I'll tell you a worse story: your company _does_ allow early vesting so people
exercise their options at grant time, long before the vest. This way you avoid
the whole taxation problem were the exercising to be happening later.

But guess what? The company does a _down round_ and lays off people,
effectively 'buying back' the stock that laid off employees had paid for by
'early exercising' (i.e. the unvested remainder). Since the company buys back
the shares at the same price employees bought it at, you think, hey - 'even
stevens'? No! Because it's a down round, you're selling something 'above fair
market value' (even though it's the price you paid) - and you have to pay
taxes!

So consider that: you have to pay taxes on stock that you never properly
owned, and never made a dime on!

Ex: you have 10K shares with strike price of 50 cents, vest over 4 years. You
exercise them all right away (before vesting) at 50 cents. After 2 years, you
get laid off, the company buys back 5K shares at 50 cents. Same price. But
since there's a 'down round' the shares are only worth 20 cents each. You now
owe taxes for selling 5K of something you bought at 50 cents, sold at 50
cents, but are only worth 20 cents, ergo 30 cents a share 'profit' \- that you
never realized on shares you never actually owned!

TO-DO LIST>
**a)** Reproduce the passage on early exercise of stock options, starting at the words "I'll tell you" and ending after "be happening later.", with "early vesting" replaced by "early exercise".
**b)** Answer these from the passage on early exercise of stock options:
(i) How many shares does the person in the example hold in total?
(ii) After how many years does that person get laid off?
(iii) What are the shares worth each because of the down round?
**c)** Continue the passage on early exercise of stock options and the taxes owed after a down-round buyback.
The material that follows has no connection to the text about early exercise and taxes.

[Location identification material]
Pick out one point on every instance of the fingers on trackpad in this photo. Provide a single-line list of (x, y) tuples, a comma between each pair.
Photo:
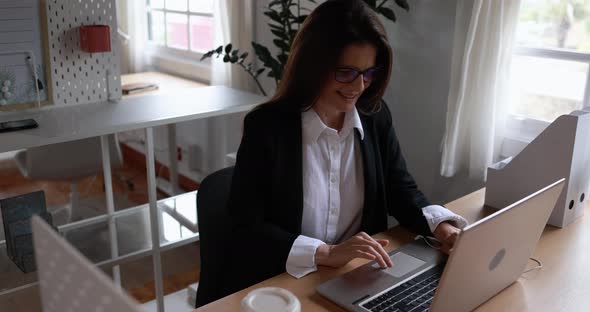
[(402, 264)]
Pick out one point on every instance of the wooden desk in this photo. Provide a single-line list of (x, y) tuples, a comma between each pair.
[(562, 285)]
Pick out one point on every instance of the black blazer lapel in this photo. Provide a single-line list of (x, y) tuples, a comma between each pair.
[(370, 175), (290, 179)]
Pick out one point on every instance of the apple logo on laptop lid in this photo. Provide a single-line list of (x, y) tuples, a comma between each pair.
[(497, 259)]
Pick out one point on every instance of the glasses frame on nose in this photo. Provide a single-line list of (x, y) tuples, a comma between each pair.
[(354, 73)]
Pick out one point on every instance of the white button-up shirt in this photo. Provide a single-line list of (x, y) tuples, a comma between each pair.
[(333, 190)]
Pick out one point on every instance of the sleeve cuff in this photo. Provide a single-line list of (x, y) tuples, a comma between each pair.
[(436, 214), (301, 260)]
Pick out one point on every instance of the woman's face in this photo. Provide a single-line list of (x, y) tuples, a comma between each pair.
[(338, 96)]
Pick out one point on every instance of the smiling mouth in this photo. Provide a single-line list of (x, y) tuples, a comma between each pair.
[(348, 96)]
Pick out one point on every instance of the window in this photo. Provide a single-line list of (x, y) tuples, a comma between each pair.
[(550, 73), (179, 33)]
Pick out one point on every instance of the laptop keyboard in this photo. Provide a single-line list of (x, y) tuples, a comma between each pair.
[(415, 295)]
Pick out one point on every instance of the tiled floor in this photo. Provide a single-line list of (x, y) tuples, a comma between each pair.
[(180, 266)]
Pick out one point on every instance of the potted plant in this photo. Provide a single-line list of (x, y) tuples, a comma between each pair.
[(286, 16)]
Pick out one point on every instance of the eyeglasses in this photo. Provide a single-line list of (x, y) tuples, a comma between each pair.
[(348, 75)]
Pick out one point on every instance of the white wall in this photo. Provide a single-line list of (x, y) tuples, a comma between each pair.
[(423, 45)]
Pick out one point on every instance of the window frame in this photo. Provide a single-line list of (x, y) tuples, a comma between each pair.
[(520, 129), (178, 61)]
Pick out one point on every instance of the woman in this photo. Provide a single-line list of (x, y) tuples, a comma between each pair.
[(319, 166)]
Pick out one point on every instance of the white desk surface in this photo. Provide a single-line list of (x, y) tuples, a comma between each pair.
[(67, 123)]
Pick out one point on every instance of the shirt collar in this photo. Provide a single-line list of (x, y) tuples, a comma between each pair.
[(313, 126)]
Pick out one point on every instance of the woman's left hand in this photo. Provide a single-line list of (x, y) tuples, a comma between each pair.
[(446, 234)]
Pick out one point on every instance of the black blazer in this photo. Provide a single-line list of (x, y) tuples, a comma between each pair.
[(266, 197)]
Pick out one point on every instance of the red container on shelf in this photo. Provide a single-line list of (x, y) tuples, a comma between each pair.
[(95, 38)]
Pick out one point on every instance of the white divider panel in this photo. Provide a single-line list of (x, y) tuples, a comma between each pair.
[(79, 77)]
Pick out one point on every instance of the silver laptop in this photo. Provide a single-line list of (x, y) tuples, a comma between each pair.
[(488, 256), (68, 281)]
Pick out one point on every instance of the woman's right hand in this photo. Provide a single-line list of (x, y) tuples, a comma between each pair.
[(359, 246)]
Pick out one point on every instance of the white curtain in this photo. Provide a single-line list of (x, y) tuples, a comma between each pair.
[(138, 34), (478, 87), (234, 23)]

--

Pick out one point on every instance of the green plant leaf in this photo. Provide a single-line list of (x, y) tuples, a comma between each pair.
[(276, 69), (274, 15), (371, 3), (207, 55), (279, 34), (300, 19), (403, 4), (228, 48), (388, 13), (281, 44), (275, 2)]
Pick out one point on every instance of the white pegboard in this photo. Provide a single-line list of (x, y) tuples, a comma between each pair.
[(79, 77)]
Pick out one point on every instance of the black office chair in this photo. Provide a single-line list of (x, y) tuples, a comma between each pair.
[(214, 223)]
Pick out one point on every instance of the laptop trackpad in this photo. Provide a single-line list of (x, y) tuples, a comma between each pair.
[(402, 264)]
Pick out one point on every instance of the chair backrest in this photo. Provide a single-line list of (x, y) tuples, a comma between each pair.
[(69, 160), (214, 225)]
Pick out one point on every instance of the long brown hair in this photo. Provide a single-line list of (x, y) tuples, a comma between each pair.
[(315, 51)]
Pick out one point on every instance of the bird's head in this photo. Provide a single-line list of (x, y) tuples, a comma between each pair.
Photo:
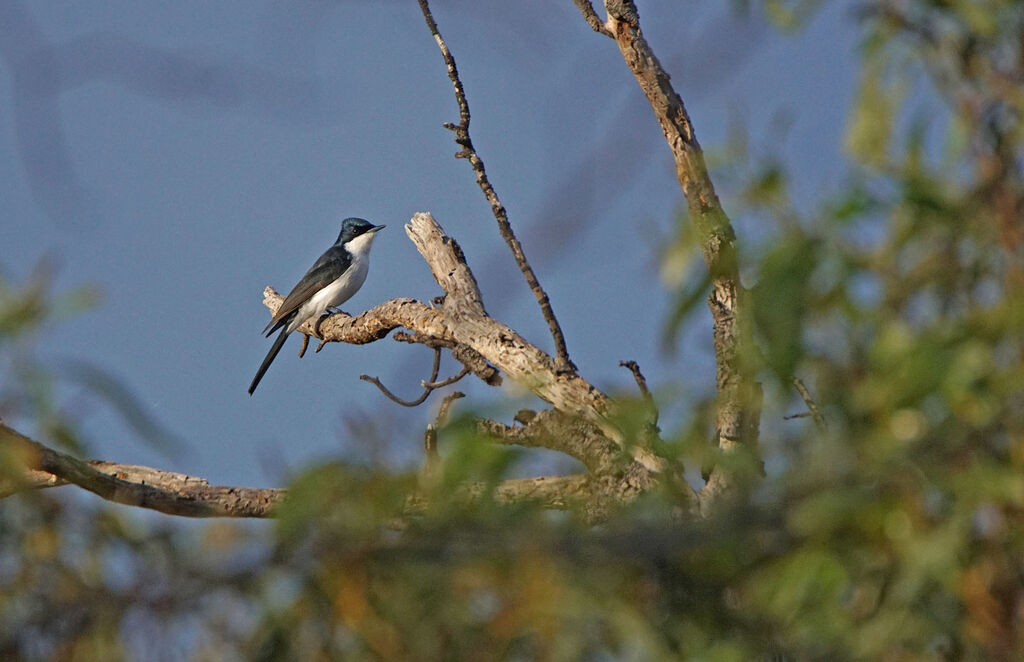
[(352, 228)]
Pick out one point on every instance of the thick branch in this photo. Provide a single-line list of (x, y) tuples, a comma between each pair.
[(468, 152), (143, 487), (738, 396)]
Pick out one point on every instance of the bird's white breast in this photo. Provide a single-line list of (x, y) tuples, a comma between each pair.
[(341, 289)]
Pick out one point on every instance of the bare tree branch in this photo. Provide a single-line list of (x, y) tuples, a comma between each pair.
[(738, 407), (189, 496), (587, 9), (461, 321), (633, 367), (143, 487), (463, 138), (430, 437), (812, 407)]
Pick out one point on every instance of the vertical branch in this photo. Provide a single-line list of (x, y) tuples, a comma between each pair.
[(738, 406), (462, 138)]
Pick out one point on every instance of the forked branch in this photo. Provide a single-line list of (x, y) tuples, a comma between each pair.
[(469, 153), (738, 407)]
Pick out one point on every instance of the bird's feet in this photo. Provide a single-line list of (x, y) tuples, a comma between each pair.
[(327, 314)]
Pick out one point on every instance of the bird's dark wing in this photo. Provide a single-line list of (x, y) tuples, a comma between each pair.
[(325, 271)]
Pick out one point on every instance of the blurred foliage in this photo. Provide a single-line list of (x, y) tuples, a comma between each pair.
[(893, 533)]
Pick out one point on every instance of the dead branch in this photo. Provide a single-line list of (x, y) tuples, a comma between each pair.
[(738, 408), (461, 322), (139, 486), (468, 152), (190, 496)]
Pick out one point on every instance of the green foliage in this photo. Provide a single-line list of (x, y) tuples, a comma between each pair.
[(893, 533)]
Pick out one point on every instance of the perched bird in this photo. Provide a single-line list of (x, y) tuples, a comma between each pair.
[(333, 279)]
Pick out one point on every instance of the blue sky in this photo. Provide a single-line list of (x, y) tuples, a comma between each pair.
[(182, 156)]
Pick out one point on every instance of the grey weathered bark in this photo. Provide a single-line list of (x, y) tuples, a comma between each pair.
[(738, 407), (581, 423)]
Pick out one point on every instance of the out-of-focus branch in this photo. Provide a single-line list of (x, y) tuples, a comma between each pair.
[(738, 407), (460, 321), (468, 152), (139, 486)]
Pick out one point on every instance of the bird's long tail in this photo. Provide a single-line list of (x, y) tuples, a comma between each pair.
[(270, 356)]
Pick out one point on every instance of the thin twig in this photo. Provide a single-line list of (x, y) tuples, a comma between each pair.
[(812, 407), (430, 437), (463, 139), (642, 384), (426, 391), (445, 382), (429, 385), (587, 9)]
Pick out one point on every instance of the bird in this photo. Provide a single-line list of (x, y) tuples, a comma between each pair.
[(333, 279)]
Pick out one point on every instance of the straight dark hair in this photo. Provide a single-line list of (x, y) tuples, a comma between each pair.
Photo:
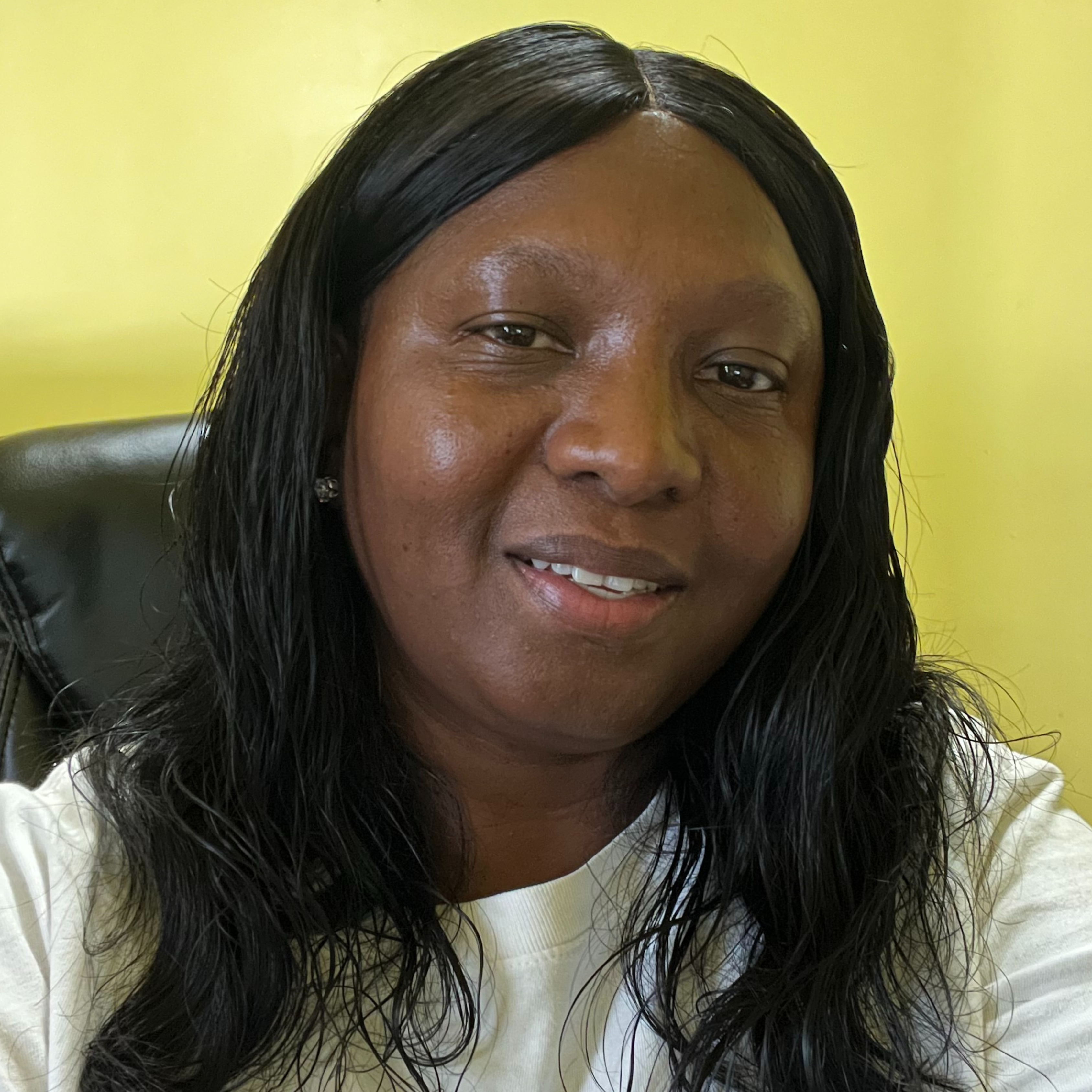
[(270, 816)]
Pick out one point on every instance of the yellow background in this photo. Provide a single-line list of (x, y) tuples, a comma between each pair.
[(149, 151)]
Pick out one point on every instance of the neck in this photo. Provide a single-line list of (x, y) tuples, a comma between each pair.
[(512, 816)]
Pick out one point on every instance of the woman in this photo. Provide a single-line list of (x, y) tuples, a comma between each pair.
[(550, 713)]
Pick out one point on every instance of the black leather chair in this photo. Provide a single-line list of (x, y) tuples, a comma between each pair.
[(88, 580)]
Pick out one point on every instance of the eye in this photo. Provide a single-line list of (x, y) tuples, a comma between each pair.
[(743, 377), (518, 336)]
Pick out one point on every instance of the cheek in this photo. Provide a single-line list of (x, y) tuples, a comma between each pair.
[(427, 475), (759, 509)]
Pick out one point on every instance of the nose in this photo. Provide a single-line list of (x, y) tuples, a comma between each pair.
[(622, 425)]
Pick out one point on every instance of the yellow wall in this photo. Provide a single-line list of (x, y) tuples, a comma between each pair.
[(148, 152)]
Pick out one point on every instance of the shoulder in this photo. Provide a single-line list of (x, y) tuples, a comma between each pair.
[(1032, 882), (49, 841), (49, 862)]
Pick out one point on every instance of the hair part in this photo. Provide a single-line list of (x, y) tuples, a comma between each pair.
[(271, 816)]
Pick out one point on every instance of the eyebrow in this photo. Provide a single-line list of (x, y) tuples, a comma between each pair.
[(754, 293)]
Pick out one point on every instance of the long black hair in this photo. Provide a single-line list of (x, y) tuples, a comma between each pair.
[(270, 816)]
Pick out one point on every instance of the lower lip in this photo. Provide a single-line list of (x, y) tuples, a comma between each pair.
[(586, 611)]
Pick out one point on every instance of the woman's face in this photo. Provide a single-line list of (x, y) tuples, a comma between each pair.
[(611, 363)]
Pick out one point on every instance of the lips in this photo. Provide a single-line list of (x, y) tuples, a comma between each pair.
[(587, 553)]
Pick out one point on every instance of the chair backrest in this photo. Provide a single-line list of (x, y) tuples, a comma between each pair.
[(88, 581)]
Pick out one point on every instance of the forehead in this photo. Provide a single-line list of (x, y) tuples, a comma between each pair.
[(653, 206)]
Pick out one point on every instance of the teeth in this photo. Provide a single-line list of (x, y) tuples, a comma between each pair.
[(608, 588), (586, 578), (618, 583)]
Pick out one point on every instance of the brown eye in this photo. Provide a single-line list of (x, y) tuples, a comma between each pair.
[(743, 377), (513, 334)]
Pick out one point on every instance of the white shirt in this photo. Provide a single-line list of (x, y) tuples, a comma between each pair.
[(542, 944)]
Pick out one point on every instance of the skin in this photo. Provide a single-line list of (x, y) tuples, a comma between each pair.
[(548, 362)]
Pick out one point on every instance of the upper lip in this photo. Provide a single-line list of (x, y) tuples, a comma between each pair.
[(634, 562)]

TASK-BY-TASK OUTPUTS>
**a)**
I'll tell you a worse story: your company _does_ allow early exercise so people
exercise their options at grant time, long before the vest. This way you avoid
the whole taxation problem were the exercising to be happening later.

**b)**
(i) 10K shares.
(ii) After 2 years.
(iii) 20 cents each.

**c)**
The company in the meantime, bought something at 50 cents only worth 20 cents
and gets a tax write off.

The IRS is ballpark neutral, so it's really like the company taking money from
employees they just laid off.

Now, the company can issue a ton more shares and wipe out the value of laid
off employees equity, and issue _new_ equity to the staff that stayed on to
keep the current staff happy.

In terms of % ownership, this has the effect of simply transferring ownership
from laid off staff to the current staff + owners.

This happened to me, I'm not sure how common it is, but surely it's not that
rare.

------
nwatson
83(b) with pre-vesting exercise if you can, probably only works at early early
stage. I did that twice with different outcomes, overall positive.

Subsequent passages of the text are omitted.